**Excerpt**:
------------------------------------------------------------------------

Paul Barnsley, With files from Trina Gobert, Windspeaker Staff Writers, BURNT CHURCH FIRST NATION, N.B.

Volume

18

Issue

5

Year

2000

Page 13

Amateur video showing a federal Department of Fisheries and Oceans boat ramming and sinking a much smaller boat carrying three Mi'kmaq fishermen on Aug. 29 leaves very little doubt that government employees are prepared to use violence to enforce federal fishing regulations.

Burnt Church First Nation spokesperson Karen Somerville said the chief and council are demanding that RCMP investigate and charge the DFO agents. She said the video is evidence of attempted murder.

"The DFO boat took two deliberate shots at the boat, completely submerging it, forcing the occupants to jump for their lives on the second attack," she said. "This gesture on the part of the DFO officers is a flagrant assault that can only be described as an attempt to murder. It is therefore the RCMP's duty to act on this and lay the appropriate charges."

Burnt Church Chief Wilbur Dedam said a failure by the RCMP to lay charges would be a very revealing development in an ongoing battle between First Nations fishermen and government over the interpretation of a Supreme Court decision on the Natives' fishing rights.

"Should the RCMP not proceed with laying charges, we will be left with definite proof that there are two levels of laws in Canada, one for First Nations, one for other Canadians. The DFO officers stated that rocks were being thrown. This is a different level of response to one where an offensive weapon, the boat, is used to attack people. The rocks were a reaction to a direct attack, a very legitimate yet much smaller means of self-defence to an unprovoked attack. Yet our First Nation members are charged for throwing rocks. We expect the DFO officers will be charged with attempted murder at the very least."

------------------------------------------------------------------------

**Extracted records**:
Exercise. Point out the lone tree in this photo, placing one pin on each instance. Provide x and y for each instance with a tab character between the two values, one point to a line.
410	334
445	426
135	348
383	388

------------------------------------------------------------------------

**Problems and tasks**:
[a] Rewrite the article on the Burnt Church boat ramming from "Burnt Church First Nation spokesperson" to "of attempted murder.", using "fisheries officers" in place of "DFO agents".
[b] Answer these questions about the article on the Burnt Church boat ramming:
(i) On what date did the video show the fisheries boat ramming the smaller boat?
(ii) How many Mi'kmaq fishermen were in the smaller boat?
(iii) Who is the chief of Burnt Church First Nation?

**Answers by task**:
[a]
Burnt Church First Nation spokesperson Karen Somerville said the chief and council are demanding that RCMP investigate and charge the fisheries officers. She said the video is evidence of attempted murder.

[b]
(i) Aug. 29
(ii) Three
(iii) Wilbur Dedam